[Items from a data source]
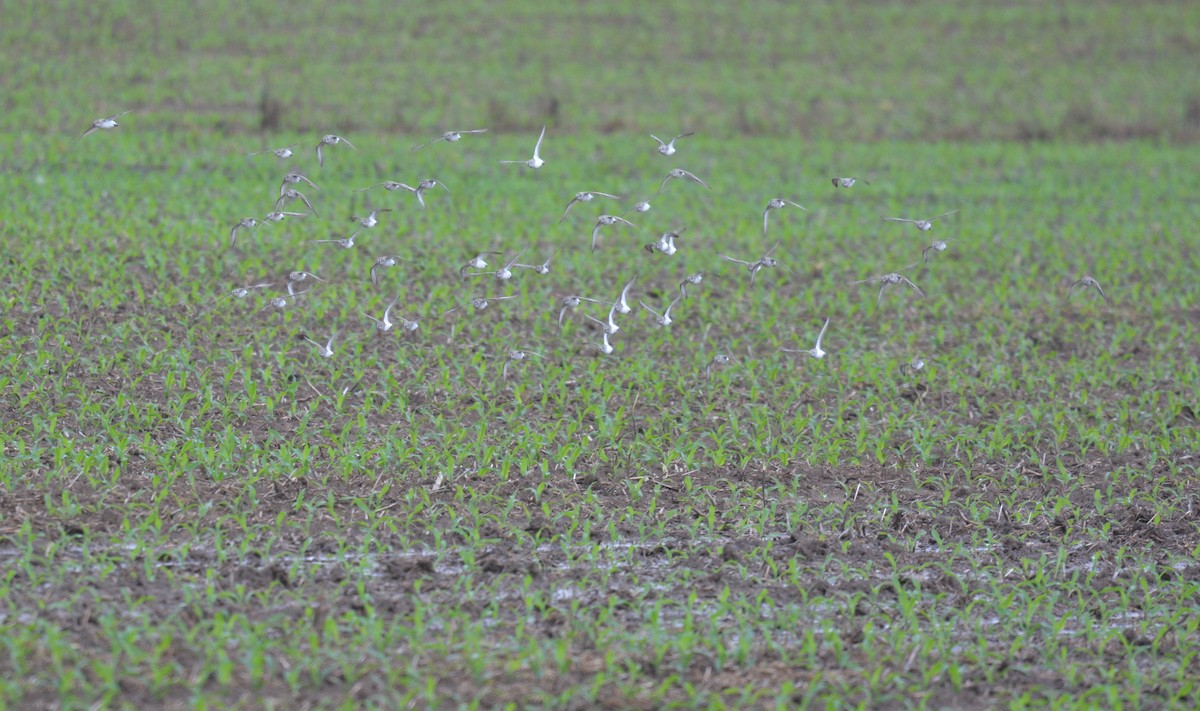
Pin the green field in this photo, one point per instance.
(199, 511)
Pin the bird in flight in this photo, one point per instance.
(777, 203)
(250, 223)
(604, 221)
(384, 324)
(757, 264)
(892, 279)
(379, 263)
(450, 137)
(922, 225)
(815, 351)
(679, 173)
(103, 124)
(330, 139)
(289, 193)
(325, 351)
(1089, 282)
(516, 356)
(280, 153)
(535, 161)
(585, 197)
(294, 179)
(667, 147)
(665, 317)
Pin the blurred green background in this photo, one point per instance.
(919, 70)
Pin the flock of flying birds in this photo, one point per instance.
(475, 267)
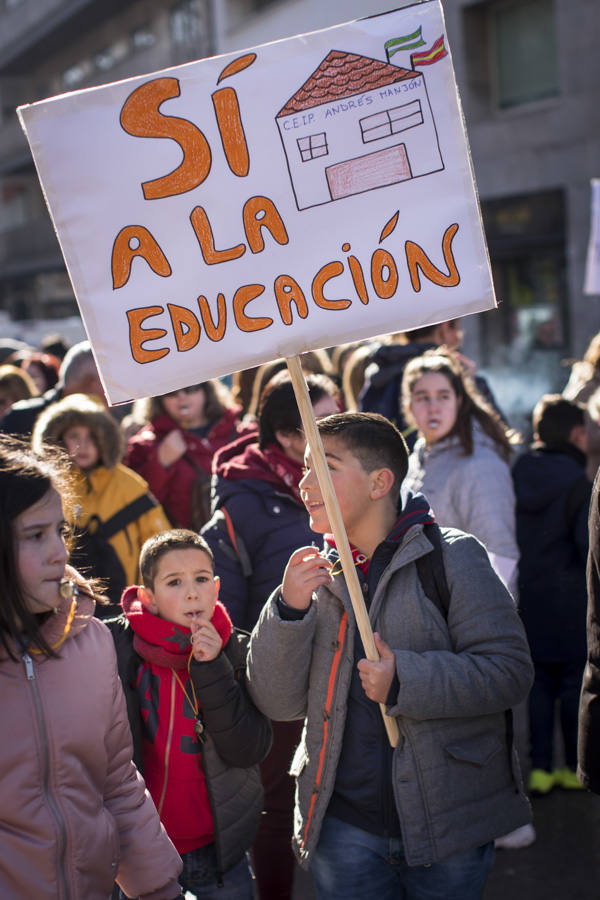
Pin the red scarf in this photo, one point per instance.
(162, 642)
(359, 559)
(245, 460)
(171, 752)
(286, 468)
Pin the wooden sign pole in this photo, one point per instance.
(337, 526)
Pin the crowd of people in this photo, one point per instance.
(175, 616)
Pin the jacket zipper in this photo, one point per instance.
(62, 843)
(161, 801)
(211, 800)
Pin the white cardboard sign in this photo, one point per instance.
(226, 212)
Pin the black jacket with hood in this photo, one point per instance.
(552, 494)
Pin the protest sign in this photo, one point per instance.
(305, 193)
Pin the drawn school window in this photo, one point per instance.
(313, 145)
(391, 121)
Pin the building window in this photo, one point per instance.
(190, 26)
(524, 49)
(391, 121)
(524, 340)
(313, 145)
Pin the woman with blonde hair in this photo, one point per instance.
(460, 460)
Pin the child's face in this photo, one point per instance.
(434, 405)
(185, 587)
(41, 552)
(186, 407)
(81, 446)
(351, 483)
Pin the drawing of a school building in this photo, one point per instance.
(355, 125)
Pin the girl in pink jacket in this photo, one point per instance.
(74, 813)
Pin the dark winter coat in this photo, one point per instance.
(552, 495)
(236, 738)
(588, 745)
(22, 415)
(270, 524)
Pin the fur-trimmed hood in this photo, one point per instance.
(80, 409)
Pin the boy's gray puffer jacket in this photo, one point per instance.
(455, 774)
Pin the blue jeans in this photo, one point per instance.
(352, 864)
(199, 877)
(554, 681)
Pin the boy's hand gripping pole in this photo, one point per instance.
(337, 526)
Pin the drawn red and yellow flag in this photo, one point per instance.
(428, 57)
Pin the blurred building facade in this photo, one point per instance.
(527, 72)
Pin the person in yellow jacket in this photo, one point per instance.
(114, 511)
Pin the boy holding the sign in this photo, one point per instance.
(420, 818)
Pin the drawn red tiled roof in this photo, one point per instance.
(343, 75)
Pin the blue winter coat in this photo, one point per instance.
(269, 526)
(552, 496)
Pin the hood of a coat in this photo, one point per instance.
(413, 509)
(543, 474)
(79, 409)
(452, 442)
(163, 424)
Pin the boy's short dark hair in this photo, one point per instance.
(157, 546)
(373, 439)
(554, 418)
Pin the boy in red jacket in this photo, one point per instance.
(197, 735)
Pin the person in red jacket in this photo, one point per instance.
(199, 736)
(174, 451)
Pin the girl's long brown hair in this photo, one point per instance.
(471, 405)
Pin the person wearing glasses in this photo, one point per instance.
(174, 450)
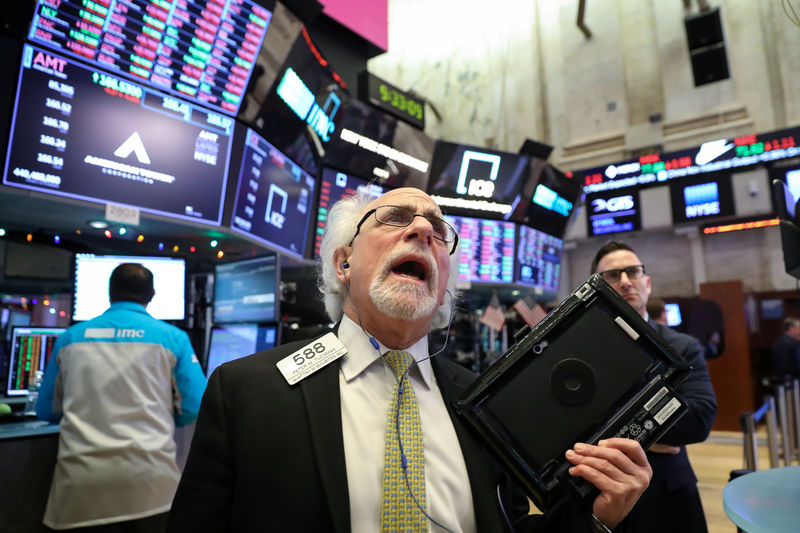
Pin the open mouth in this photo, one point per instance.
(412, 269)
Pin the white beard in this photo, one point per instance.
(405, 301)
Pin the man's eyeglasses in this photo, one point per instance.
(399, 216)
(613, 275)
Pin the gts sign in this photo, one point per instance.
(612, 205)
(473, 186)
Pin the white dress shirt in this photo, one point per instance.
(365, 384)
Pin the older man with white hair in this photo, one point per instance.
(355, 430)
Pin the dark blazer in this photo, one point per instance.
(672, 502)
(267, 456)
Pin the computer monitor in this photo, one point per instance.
(487, 249)
(334, 186)
(247, 291)
(92, 273)
(238, 340)
(31, 348)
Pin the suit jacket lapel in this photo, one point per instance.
(321, 392)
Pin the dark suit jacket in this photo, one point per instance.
(267, 456)
(671, 502)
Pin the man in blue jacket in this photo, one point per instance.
(119, 384)
(672, 502)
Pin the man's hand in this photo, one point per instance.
(664, 448)
(619, 469)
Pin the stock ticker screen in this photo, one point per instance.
(334, 186)
(487, 249)
(274, 197)
(538, 259)
(93, 136)
(201, 50)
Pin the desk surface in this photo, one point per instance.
(765, 501)
(29, 427)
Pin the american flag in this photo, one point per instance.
(531, 315)
(493, 314)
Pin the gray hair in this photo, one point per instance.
(343, 217)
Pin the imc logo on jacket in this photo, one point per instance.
(112, 333)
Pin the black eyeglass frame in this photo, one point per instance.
(619, 272)
(426, 217)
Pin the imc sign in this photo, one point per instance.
(478, 173)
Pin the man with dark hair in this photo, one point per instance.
(370, 441)
(785, 355)
(672, 502)
(118, 384)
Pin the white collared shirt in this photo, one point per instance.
(365, 384)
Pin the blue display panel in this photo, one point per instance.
(487, 249)
(613, 212)
(238, 340)
(538, 259)
(702, 198)
(92, 273)
(201, 50)
(81, 133)
(31, 348)
(246, 291)
(476, 181)
(274, 197)
(334, 186)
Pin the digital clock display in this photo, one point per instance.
(389, 98)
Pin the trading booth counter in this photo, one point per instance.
(28, 452)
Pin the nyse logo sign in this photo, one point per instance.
(612, 205)
(474, 186)
(276, 218)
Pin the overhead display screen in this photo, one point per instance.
(552, 202)
(613, 212)
(336, 185)
(369, 143)
(487, 249)
(302, 109)
(538, 259)
(476, 181)
(274, 197)
(201, 50)
(84, 134)
(712, 156)
(700, 199)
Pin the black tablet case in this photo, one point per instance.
(591, 369)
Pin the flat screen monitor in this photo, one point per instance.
(238, 340)
(487, 249)
(613, 211)
(475, 181)
(274, 197)
(81, 133)
(334, 186)
(702, 198)
(370, 143)
(203, 51)
(31, 348)
(302, 108)
(673, 312)
(538, 260)
(92, 273)
(553, 200)
(246, 291)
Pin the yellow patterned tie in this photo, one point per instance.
(399, 513)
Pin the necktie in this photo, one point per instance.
(399, 513)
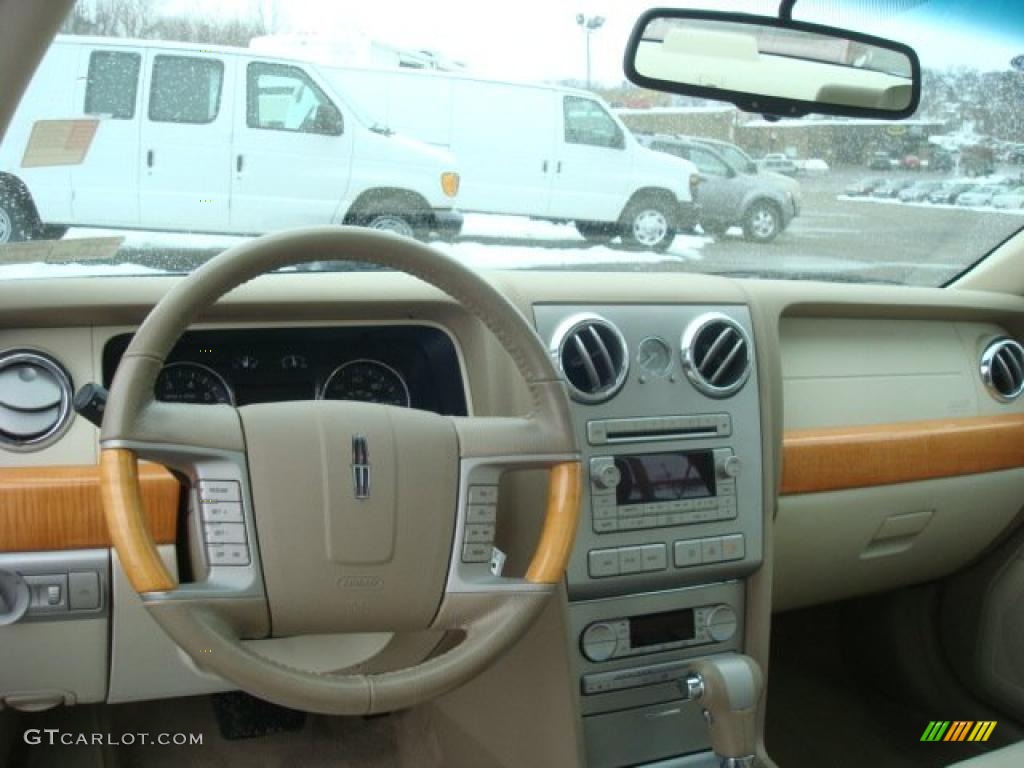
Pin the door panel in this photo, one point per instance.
(291, 163)
(185, 151)
(594, 167)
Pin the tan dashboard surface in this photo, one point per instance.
(57, 508)
(838, 458)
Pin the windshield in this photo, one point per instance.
(157, 133)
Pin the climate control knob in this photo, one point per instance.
(606, 476)
(721, 623)
(599, 641)
(730, 468)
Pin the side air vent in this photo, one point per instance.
(1003, 369)
(35, 400)
(592, 355)
(716, 354)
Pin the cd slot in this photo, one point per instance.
(611, 431)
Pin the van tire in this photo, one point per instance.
(397, 222)
(16, 222)
(649, 223)
(763, 221)
(598, 232)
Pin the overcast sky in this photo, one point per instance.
(540, 39)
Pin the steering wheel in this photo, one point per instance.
(341, 516)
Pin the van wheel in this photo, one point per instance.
(598, 232)
(391, 222)
(649, 224)
(16, 224)
(763, 222)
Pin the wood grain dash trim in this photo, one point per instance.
(838, 458)
(56, 508)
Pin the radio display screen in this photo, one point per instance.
(654, 629)
(665, 477)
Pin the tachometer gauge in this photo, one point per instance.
(369, 381)
(193, 383)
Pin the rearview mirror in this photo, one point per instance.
(773, 66)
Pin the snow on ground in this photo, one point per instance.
(486, 243)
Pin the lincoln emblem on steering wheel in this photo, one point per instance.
(360, 466)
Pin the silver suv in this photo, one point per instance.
(729, 195)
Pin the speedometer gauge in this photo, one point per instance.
(369, 381)
(193, 383)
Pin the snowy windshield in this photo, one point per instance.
(158, 133)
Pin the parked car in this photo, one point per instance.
(911, 163)
(565, 156)
(918, 192)
(742, 162)
(941, 160)
(778, 163)
(949, 192)
(881, 161)
(1012, 200)
(727, 197)
(981, 196)
(862, 187)
(276, 139)
(891, 187)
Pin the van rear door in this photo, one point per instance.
(185, 144)
(503, 136)
(292, 157)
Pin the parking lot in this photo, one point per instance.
(835, 237)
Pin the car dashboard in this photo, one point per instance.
(748, 446)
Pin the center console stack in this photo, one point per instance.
(666, 408)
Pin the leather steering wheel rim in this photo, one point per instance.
(209, 625)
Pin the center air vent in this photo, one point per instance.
(593, 356)
(1003, 369)
(717, 354)
(35, 400)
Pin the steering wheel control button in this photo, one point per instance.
(481, 513)
(602, 562)
(219, 491)
(599, 641)
(225, 532)
(227, 554)
(476, 553)
(221, 511)
(479, 535)
(483, 495)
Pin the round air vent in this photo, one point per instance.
(35, 400)
(716, 354)
(592, 355)
(1003, 369)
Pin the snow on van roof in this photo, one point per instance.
(314, 60)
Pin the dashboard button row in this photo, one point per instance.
(710, 550)
(481, 516)
(625, 560)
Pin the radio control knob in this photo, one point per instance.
(731, 467)
(721, 623)
(599, 641)
(607, 477)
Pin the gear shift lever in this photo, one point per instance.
(728, 688)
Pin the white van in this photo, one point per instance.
(537, 151)
(273, 141)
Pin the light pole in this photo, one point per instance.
(589, 25)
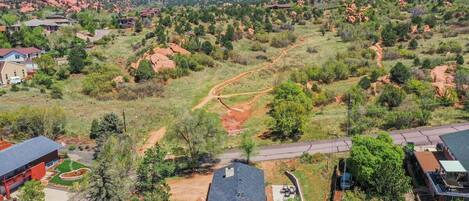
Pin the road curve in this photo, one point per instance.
(420, 136)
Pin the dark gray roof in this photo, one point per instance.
(246, 184)
(23, 153)
(458, 144)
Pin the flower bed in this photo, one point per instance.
(74, 175)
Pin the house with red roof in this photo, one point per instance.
(20, 56)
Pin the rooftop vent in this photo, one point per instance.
(229, 172)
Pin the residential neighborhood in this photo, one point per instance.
(234, 100)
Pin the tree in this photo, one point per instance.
(413, 44)
(87, 20)
(427, 63)
(46, 63)
(248, 146)
(94, 130)
(289, 109)
(76, 59)
(4, 42)
(103, 185)
(56, 92)
(400, 73)
(32, 191)
(391, 96)
(109, 124)
(390, 182)
(365, 82)
(138, 26)
(377, 163)
(389, 35)
(153, 170)
(207, 47)
(144, 71)
(459, 59)
(200, 134)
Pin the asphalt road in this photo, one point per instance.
(420, 136)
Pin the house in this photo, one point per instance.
(50, 24)
(22, 55)
(126, 22)
(25, 161)
(19, 54)
(12, 72)
(445, 170)
(278, 6)
(237, 182)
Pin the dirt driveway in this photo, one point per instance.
(193, 188)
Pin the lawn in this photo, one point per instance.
(66, 166)
(314, 178)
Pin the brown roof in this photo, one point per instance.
(27, 50)
(427, 161)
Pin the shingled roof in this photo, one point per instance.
(237, 182)
(458, 146)
(22, 154)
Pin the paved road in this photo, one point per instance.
(420, 136)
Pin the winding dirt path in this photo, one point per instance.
(217, 89)
(155, 137)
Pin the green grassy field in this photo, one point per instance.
(66, 166)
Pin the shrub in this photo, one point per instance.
(257, 47)
(14, 88)
(400, 73)
(56, 92)
(144, 71)
(413, 44)
(100, 82)
(389, 35)
(62, 74)
(450, 97)
(427, 63)
(365, 82)
(283, 39)
(419, 88)
(43, 79)
(391, 96)
(459, 59)
(203, 59)
(406, 119)
(311, 50)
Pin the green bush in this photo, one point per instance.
(43, 79)
(365, 82)
(144, 71)
(283, 39)
(56, 92)
(14, 88)
(406, 119)
(391, 96)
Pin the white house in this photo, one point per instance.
(12, 72)
(23, 55)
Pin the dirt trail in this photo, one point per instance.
(217, 89)
(155, 136)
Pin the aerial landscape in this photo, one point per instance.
(234, 100)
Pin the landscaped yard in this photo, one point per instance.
(66, 166)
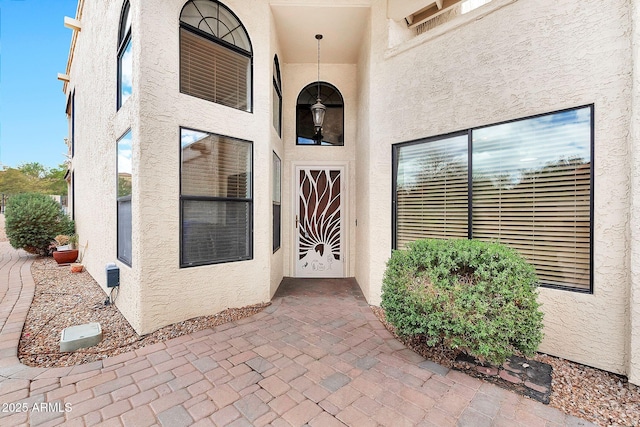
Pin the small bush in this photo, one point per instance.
(465, 294)
(32, 221)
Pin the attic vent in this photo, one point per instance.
(430, 12)
(443, 16)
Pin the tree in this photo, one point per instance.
(33, 178)
(13, 181)
(34, 170)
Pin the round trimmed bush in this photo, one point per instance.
(470, 295)
(33, 220)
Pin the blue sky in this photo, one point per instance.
(34, 45)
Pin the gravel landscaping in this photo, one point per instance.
(595, 395)
(63, 298)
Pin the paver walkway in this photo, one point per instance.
(318, 356)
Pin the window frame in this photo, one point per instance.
(230, 46)
(300, 106)
(277, 180)
(277, 87)
(124, 40)
(469, 132)
(249, 201)
(120, 199)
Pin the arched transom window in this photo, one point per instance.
(333, 126)
(125, 59)
(215, 55)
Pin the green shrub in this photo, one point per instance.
(465, 294)
(33, 220)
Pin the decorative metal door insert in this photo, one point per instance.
(319, 223)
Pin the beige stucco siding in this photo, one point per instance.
(633, 328)
(97, 128)
(522, 59)
(172, 293)
(297, 77)
(507, 60)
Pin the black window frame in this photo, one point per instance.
(120, 200)
(277, 87)
(227, 45)
(124, 39)
(249, 201)
(394, 197)
(277, 205)
(310, 92)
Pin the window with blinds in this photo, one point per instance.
(531, 189)
(432, 190)
(215, 55)
(216, 198)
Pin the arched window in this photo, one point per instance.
(215, 55)
(333, 126)
(125, 59)
(277, 96)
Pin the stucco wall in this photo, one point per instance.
(634, 220)
(170, 293)
(364, 178)
(295, 78)
(521, 59)
(97, 128)
(277, 145)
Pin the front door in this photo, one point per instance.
(319, 222)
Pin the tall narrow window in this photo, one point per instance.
(124, 198)
(277, 96)
(216, 198)
(333, 126)
(530, 187)
(215, 55)
(125, 59)
(277, 197)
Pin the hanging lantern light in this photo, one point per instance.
(318, 109)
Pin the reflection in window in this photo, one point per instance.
(276, 202)
(277, 97)
(216, 198)
(424, 171)
(125, 57)
(215, 55)
(531, 189)
(124, 168)
(333, 126)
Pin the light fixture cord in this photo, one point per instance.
(318, 69)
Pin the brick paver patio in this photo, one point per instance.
(318, 356)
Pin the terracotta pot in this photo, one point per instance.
(65, 257)
(76, 267)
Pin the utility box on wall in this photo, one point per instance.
(113, 275)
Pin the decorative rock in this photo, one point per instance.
(487, 370)
(80, 336)
(536, 387)
(511, 378)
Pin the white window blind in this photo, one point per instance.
(216, 198)
(531, 189)
(214, 72)
(432, 190)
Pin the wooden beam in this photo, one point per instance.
(74, 24)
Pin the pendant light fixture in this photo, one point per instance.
(318, 109)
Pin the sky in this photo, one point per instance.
(34, 47)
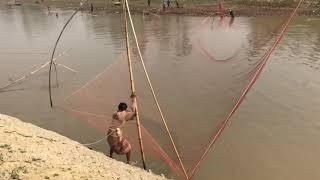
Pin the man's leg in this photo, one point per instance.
(111, 152)
(128, 155)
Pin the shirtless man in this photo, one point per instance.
(117, 142)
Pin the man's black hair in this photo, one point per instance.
(122, 107)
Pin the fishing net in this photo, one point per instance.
(199, 69)
(196, 78)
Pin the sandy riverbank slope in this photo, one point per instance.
(29, 152)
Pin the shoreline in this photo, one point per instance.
(139, 6)
(30, 152)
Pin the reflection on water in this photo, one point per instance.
(273, 136)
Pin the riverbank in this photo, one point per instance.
(30, 152)
(196, 8)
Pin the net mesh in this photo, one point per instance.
(199, 68)
(196, 93)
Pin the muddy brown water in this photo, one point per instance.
(275, 133)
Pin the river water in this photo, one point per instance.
(275, 133)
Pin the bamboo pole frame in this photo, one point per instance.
(133, 90)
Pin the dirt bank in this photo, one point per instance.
(29, 152)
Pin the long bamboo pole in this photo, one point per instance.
(134, 98)
(19, 80)
(154, 95)
(54, 50)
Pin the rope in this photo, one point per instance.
(153, 93)
(253, 80)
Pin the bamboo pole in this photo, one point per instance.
(54, 50)
(134, 98)
(154, 95)
(31, 73)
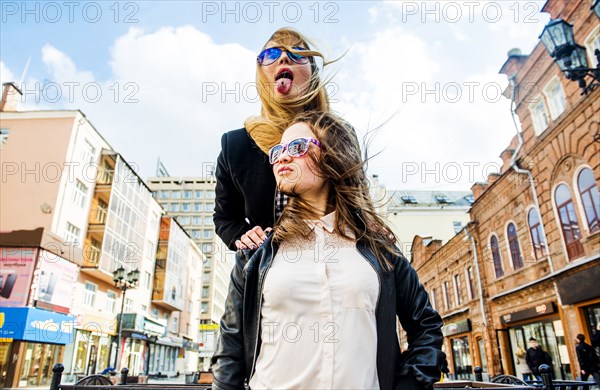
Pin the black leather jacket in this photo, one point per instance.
(245, 191)
(401, 295)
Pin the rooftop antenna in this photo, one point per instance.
(24, 72)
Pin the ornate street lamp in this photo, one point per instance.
(123, 282)
(558, 39)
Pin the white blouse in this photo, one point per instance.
(318, 327)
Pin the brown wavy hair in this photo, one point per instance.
(278, 112)
(340, 163)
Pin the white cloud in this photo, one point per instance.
(5, 74)
(172, 93)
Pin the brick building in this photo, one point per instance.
(535, 226)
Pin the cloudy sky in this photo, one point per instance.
(158, 78)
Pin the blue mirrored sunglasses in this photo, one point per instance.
(296, 148)
(272, 54)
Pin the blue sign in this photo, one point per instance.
(31, 324)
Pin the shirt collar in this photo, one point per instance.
(327, 222)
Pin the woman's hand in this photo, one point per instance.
(253, 238)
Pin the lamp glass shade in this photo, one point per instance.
(119, 274)
(133, 276)
(579, 57)
(557, 35)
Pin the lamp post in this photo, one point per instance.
(571, 58)
(123, 282)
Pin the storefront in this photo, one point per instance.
(32, 341)
(575, 290)
(543, 323)
(89, 354)
(459, 336)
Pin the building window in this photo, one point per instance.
(457, 294)
(539, 115)
(470, 282)
(555, 96)
(147, 280)
(164, 194)
(457, 226)
(79, 193)
(513, 244)
(72, 233)
(590, 197)
(447, 302)
(87, 152)
(3, 137)
(111, 299)
(495, 248)
(207, 248)
(537, 238)
(568, 221)
(592, 42)
(89, 295)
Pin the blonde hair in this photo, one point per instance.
(339, 162)
(277, 113)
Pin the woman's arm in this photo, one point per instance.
(420, 363)
(229, 217)
(228, 364)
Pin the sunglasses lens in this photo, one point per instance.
(268, 56)
(298, 147)
(274, 153)
(297, 58)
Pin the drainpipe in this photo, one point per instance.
(517, 169)
(479, 283)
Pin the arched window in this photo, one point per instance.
(590, 197)
(537, 238)
(513, 244)
(568, 221)
(496, 256)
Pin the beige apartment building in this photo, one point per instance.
(60, 175)
(191, 201)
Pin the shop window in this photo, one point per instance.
(513, 244)
(590, 198)
(568, 221)
(537, 238)
(495, 248)
(461, 357)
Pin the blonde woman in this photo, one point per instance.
(316, 306)
(288, 82)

GIVEN TASK
Repeat word for word the lines running from the line containing "Pin the black leather" to the end of the entries above, inclusive.

RESULT OF THIS EXERCISE
Pin the black leather jacket in this photo, one point per instance.
(245, 191)
(401, 295)
Pin the rooftop antenna in this photo, one point per instance.
(24, 72)
Pin the ornate street lamp in this photo, one point per instance.
(123, 282)
(558, 39)
Pin the white blouse in this photo, one point per instance.
(318, 327)
Pin the brown wavy hair in this photo, one point per instance.
(278, 112)
(340, 163)
Pin the white cloud in this photo, one point per instance.
(5, 74)
(172, 93)
Pin the brick building in this photo, one point per instance.
(535, 226)
Pin the cloudy sky in this photo, one point per instance.
(158, 78)
Pin the blue mirrored sunglasses in this photo, one point per instance.
(296, 148)
(272, 54)
Pin the blue sign in this photo, one point per instance.
(31, 324)
Pin the shirt collar in this photo, one point per instance.
(327, 222)
Pin the woman's hand in this photo, one point per instance.
(253, 238)
Pin the lamp glass shade in this photo, one point per instance.
(119, 274)
(133, 276)
(579, 57)
(557, 35)
Pin the lamp post in this photo, one point per instance.
(571, 58)
(123, 282)
Pin the storefront in this photo, one point per instance.
(32, 341)
(575, 290)
(543, 323)
(89, 354)
(459, 336)
Pin the building window in this photo, one point per instance.
(457, 294)
(539, 115)
(470, 282)
(555, 96)
(147, 280)
(164, 194)
(457, 226)
(79, 193)
(513, 244)
(72, 233)
(590, 197)
(447, 302)
(87, 152)
(3, 137)
(111, 299)
(495, 248)
(207, 248)
(537, 238)
(568, 221)
(592, 42)
(89, 295)
Pin the blonde hair in this photo, one point per instance.
(339, 162)
(277, 113)
Pin the woman's arm in this photo, one point per instance.
(420, 363)
(229, 217)
(228, 364)
Pin the sunglasses lens in this photo, one point per instance.
(268, 56)
(298, 147)
(274, 153)
(297, 58)
Pin the drainpipe in this photo, one point per instance.
(517, 169)
(479, 283)
Pin the arched window in this photo, one point per instance.
(590, 197)
(537, 238)
(513, 244)
(568, 221)
(496, 256)
Pin the beige apartment building in this photo, one point per instance.
(60, 175)
(191, 201)
Pin the shop window in this photo, one point per instance.
(513, 244)
(590, 198)
(568, 221)
(537, 238)
(495, 248)
(461, 357)
Pin the blonde woman in this photo, one point per instance.
(316, 306)
(288, 82)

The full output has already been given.